Material supplied
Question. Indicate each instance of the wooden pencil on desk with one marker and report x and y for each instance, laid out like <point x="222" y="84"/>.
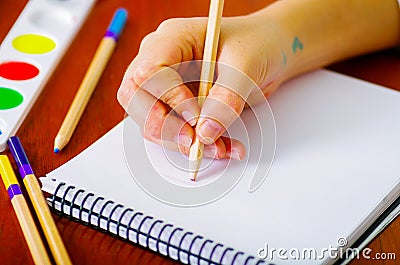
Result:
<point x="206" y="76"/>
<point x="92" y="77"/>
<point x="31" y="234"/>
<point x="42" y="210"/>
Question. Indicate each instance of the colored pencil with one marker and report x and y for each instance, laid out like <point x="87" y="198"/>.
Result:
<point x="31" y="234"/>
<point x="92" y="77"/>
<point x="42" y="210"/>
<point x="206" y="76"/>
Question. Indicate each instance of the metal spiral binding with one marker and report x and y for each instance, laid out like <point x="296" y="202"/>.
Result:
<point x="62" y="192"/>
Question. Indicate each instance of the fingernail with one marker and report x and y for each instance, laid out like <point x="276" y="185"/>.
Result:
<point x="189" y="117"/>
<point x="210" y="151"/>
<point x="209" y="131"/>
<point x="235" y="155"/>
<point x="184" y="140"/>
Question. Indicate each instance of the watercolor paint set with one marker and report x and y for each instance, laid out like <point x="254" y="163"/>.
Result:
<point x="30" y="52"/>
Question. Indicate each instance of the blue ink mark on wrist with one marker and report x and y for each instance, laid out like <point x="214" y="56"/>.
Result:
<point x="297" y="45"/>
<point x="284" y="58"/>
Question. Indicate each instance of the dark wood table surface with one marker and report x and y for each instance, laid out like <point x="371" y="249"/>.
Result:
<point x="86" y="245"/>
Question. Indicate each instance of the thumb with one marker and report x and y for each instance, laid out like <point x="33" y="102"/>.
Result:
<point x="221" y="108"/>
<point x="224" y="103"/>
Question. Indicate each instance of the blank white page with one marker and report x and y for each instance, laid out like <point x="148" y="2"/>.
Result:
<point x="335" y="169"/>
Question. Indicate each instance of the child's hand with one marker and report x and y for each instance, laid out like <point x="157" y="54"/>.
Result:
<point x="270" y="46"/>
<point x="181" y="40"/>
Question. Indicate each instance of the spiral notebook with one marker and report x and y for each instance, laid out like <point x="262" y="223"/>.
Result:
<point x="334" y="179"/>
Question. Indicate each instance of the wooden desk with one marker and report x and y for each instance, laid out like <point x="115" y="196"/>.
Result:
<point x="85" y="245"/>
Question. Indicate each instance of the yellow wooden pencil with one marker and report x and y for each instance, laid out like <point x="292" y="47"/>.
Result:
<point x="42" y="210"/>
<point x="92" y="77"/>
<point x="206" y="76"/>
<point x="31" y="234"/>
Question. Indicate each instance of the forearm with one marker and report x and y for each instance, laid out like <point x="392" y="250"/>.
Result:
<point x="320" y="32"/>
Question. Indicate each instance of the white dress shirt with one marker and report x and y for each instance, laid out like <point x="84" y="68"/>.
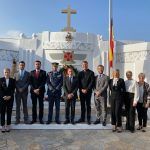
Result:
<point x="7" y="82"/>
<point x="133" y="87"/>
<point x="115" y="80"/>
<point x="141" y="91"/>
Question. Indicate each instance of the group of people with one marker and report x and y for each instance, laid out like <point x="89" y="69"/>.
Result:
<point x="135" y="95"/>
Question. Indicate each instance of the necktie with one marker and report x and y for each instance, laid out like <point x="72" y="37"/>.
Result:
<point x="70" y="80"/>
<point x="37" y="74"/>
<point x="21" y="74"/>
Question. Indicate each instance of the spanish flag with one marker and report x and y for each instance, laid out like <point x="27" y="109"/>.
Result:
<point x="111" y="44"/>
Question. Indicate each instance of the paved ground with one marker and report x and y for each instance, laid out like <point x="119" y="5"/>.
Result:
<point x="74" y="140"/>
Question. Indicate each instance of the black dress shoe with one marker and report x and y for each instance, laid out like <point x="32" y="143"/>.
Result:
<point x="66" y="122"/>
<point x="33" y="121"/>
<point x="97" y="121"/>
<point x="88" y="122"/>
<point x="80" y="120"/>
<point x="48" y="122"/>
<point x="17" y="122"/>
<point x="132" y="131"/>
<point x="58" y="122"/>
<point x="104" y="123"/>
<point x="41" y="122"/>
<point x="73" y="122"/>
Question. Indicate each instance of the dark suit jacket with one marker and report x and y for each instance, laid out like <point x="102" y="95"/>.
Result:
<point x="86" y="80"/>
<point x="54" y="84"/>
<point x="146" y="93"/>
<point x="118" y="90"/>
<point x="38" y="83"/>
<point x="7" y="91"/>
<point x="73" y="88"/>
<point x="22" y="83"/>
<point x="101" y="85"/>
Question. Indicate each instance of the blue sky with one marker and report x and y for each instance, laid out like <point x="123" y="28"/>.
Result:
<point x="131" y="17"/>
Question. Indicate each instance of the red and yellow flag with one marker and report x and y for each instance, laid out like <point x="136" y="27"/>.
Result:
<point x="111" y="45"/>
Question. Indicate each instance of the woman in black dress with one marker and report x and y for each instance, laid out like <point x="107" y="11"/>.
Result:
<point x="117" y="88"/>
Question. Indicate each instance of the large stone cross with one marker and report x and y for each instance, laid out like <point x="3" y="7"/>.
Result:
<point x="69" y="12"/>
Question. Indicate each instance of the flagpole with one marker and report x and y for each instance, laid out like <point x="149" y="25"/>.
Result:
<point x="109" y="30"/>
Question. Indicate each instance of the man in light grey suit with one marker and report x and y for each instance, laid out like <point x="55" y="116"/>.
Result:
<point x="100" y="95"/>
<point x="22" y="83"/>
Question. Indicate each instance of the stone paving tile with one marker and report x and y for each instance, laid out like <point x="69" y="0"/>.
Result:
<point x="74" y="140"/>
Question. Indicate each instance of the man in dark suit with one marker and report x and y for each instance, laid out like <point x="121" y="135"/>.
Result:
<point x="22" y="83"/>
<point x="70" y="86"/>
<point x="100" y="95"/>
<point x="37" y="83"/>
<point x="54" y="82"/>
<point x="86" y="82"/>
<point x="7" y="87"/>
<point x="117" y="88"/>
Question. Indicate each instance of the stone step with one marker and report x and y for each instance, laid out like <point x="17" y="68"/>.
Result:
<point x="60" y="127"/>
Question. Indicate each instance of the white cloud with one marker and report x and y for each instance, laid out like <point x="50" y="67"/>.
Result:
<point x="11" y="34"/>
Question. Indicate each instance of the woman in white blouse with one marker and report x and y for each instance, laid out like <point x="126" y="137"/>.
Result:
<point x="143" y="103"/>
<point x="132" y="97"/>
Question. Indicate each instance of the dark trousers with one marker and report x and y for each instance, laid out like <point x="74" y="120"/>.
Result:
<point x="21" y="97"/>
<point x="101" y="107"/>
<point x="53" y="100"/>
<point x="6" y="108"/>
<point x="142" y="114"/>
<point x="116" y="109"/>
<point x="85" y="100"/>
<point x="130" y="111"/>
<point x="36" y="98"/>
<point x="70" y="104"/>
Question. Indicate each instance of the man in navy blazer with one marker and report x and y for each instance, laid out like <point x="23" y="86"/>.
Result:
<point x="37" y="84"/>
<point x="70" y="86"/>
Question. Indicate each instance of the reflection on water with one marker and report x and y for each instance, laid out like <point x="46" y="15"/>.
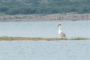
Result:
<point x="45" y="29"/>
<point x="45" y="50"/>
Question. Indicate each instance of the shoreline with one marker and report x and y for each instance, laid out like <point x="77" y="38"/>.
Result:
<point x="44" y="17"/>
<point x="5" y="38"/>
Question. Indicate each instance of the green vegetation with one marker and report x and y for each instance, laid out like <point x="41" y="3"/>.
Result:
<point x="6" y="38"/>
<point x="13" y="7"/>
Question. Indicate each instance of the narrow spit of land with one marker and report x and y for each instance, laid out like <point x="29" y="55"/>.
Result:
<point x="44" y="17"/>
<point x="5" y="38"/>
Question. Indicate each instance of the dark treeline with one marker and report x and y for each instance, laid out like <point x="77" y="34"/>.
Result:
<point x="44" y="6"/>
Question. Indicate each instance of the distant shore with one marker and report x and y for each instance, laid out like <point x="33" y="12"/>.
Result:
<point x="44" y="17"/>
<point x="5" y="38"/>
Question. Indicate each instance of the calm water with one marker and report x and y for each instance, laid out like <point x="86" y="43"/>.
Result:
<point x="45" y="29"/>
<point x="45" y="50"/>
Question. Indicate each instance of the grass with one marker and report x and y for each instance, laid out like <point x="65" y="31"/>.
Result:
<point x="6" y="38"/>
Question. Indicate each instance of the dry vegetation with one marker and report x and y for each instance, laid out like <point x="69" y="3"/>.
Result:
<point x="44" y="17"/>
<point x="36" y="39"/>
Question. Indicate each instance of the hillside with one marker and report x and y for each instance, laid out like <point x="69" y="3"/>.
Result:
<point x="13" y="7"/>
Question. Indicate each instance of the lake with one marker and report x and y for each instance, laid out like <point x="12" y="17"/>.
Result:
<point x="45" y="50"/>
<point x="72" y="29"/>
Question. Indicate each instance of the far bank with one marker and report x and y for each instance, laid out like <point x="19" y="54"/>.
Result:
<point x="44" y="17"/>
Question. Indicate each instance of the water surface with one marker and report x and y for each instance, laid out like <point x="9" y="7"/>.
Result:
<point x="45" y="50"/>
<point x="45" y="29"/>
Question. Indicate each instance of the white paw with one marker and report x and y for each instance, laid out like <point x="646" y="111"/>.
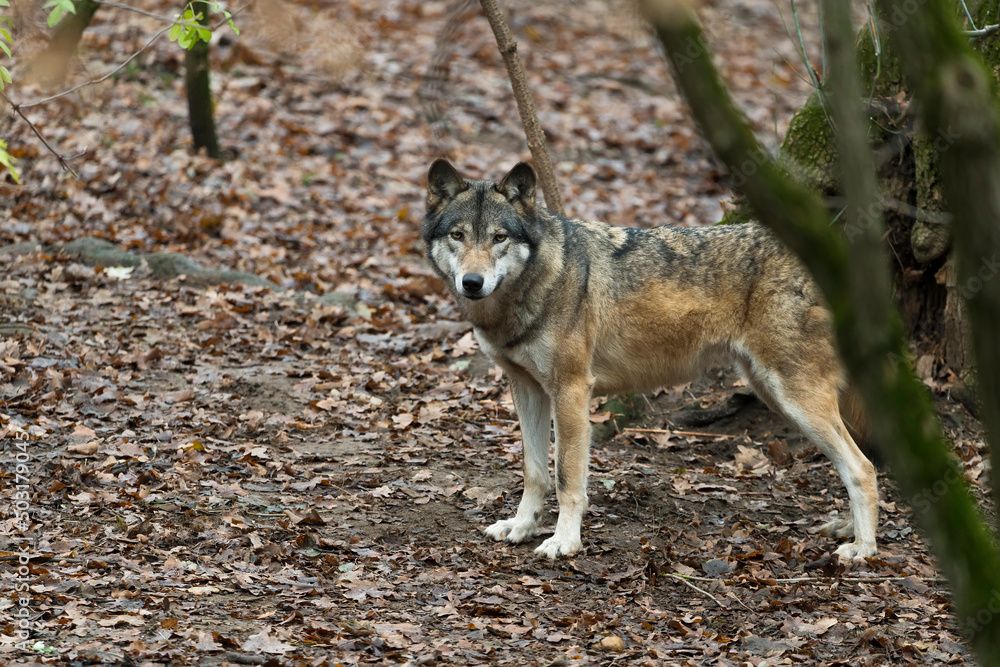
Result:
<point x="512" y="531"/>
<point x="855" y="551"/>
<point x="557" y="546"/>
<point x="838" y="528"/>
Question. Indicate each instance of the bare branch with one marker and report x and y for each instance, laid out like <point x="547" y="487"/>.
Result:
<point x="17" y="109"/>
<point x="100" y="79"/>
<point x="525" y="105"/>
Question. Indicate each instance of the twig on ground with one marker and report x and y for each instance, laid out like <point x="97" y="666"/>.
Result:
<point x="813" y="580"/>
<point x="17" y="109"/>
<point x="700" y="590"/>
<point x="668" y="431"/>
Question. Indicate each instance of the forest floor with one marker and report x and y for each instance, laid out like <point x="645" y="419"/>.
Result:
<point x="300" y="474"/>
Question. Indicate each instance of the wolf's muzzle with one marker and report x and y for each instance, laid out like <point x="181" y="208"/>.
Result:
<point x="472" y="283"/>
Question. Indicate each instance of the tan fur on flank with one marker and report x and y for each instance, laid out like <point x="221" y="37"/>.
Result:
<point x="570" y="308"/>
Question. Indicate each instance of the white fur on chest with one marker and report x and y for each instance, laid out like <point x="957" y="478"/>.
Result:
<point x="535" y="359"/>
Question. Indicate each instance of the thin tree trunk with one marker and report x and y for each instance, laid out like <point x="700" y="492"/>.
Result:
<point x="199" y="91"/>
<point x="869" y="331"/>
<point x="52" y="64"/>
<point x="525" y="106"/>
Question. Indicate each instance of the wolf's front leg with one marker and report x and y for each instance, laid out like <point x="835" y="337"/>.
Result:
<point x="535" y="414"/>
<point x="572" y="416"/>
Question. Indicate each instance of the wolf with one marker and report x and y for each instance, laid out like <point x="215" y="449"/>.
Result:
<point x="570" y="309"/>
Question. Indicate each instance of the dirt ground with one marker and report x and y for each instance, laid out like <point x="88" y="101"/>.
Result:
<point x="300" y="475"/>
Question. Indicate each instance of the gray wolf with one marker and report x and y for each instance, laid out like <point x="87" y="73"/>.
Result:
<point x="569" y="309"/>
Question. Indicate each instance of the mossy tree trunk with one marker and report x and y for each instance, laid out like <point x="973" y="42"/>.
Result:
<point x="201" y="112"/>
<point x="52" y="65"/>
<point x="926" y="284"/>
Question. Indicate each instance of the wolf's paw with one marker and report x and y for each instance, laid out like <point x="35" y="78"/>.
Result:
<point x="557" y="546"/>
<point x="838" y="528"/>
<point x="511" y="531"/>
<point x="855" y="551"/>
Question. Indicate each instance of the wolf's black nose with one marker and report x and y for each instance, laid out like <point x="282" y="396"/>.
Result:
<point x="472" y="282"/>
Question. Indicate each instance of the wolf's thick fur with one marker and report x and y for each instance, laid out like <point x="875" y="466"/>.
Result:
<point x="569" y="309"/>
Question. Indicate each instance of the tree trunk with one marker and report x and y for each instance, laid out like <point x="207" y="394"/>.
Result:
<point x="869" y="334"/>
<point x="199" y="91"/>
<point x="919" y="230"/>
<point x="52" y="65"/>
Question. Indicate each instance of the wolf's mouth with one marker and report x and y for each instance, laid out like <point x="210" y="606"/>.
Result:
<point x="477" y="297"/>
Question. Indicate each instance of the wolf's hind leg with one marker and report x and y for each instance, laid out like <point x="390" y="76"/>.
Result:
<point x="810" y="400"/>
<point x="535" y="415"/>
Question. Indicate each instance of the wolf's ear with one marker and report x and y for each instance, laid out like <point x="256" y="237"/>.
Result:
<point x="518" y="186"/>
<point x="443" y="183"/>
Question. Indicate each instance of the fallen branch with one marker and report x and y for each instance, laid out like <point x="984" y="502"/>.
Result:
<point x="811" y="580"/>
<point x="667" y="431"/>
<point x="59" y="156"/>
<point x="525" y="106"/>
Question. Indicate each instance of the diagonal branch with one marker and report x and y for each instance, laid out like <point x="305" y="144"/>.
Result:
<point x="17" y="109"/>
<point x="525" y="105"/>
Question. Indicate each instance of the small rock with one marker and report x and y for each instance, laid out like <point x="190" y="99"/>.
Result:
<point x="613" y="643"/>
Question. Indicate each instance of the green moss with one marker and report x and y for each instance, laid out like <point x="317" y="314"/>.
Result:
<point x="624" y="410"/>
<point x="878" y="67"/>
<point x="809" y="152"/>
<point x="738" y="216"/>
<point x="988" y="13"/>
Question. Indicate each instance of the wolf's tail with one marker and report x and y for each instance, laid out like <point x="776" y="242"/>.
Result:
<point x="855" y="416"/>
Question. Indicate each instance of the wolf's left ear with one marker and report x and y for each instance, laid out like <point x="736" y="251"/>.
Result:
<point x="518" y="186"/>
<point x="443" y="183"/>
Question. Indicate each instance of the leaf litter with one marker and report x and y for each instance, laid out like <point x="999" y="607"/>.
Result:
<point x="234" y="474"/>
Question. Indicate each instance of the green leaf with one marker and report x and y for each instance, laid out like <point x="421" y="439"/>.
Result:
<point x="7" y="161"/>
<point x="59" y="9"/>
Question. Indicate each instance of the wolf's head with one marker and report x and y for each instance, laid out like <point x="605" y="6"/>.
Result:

What to produce
Transcribe exactly the line containing "Question. Indicate each instance of the fallen" and all remaining lines of the material, ending with the last one.

Answer for the task
Question. Indicate each instance of the fallen branch with one marker and report x and y for each instance, laid out like <point x="984" y="502"/>.
Result:
<point x="811" y="580"/>
<point x="667" y="431"/>
<point x="59" y="156"/>
<point x="525" y="106"/>
Question. Indicate each instance of the diagonal branch with one marker and report x and y for each instance, laid out like <point x="305" y="144"/>.
Result:
<point x="17" y="109"/>
<point x="525" y="105"/>
Question. Indicate each instance of the small rock with one marker and report x and y for each instance, laid out like <point x="190" y="99"/>.
Result:
<point x="613" y="643"/>
Question. Indicate each instance of the green moss with one marker and report x and y for each instance, laid out like <point x="317" y="314"/>.
Result:
<point x="624" y="410"/>
<point x="878" y="67"/>
<point x="809" y="152"/>
<point x="738" y="216"/>
<point x="988" y="13"/>
Question. Indicate each instance of the wolf's tail with one marker and report x and y for each instance, laid out like <point x="776" y="242"/>.
Result:
<point x="855" y="416"/>
Question. Indicate each instance of the wolf's left ear with one marker and report x and y for each instance, laid out like <point x="736" y="251"/>.
Result:
<point x="518" y="186"/>
<point x="443" y="183"/>
Question. Indicate each instance of the leaf litter with one marker and report x and y for each instance, laid out like <point x="999" y="607"/>.
Result:
<point x="234" y="474"/>
Question. Indicate each instance of the green leaf with one marker and report x and y for each instance, laid out like <point x="421" y="439"/>.
Result:
<point x="7" y="161"/>
<point x="59" y="9"/>
Question. Indicate each instance of the wolf's head with one marker and report x and y for each instance, laid out like <point x="605" y="6"/>.
Result:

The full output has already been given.